Instruction: Gather every line of the data below that contains the string "rock" and copy each one in full. Case counts when matching.

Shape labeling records
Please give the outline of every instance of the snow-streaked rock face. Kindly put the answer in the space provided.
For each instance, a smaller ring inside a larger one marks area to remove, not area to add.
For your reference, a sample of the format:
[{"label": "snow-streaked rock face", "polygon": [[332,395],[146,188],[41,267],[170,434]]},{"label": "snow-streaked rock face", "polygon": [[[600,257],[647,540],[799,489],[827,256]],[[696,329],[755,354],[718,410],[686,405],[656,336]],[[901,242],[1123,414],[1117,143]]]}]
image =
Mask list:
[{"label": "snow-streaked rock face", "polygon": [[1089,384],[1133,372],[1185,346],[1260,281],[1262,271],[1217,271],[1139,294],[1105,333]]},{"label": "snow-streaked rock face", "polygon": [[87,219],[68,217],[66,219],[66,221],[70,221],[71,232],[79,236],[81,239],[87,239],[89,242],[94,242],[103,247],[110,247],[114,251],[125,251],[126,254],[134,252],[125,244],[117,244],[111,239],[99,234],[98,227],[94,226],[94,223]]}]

Exercise answer:
Please give the outline of every instance of the snow-streaked rock face. Kindly put the answer in the space provided.
[{"label": "snow-streaked rock face", "polygon": [[332,395],[146,188],[41,267],[170,434]]},{"label": "snow-streaked rock face", "polygon": [[[600,257],[647,540],[799,489],[827,256]],[[696,329],[755,354],[718,410],[686,405],[656,336]],[[901,242],[1123,414],[1117,143]]]}]
[{"label": "snow-streaked rock face", "polygon": [[1089,384],[1133,372],[1185,346],[1260,281],[1262,271],[1217,271],[1139,294],[1105,333]]},{"label": "snow-streaked rock face", "polygon": [[87,219],[68,217],[66,219],[66,221],[70,221],[71,232],[79,236],[81,239],[87,239],[89,242],[94,242],[103,247],[110,247],[114,251],[125,251],[126,254],[134,252],[125,244],[117,244],[111,239],[99,234],[98,227],[94,226],[94,223]]}]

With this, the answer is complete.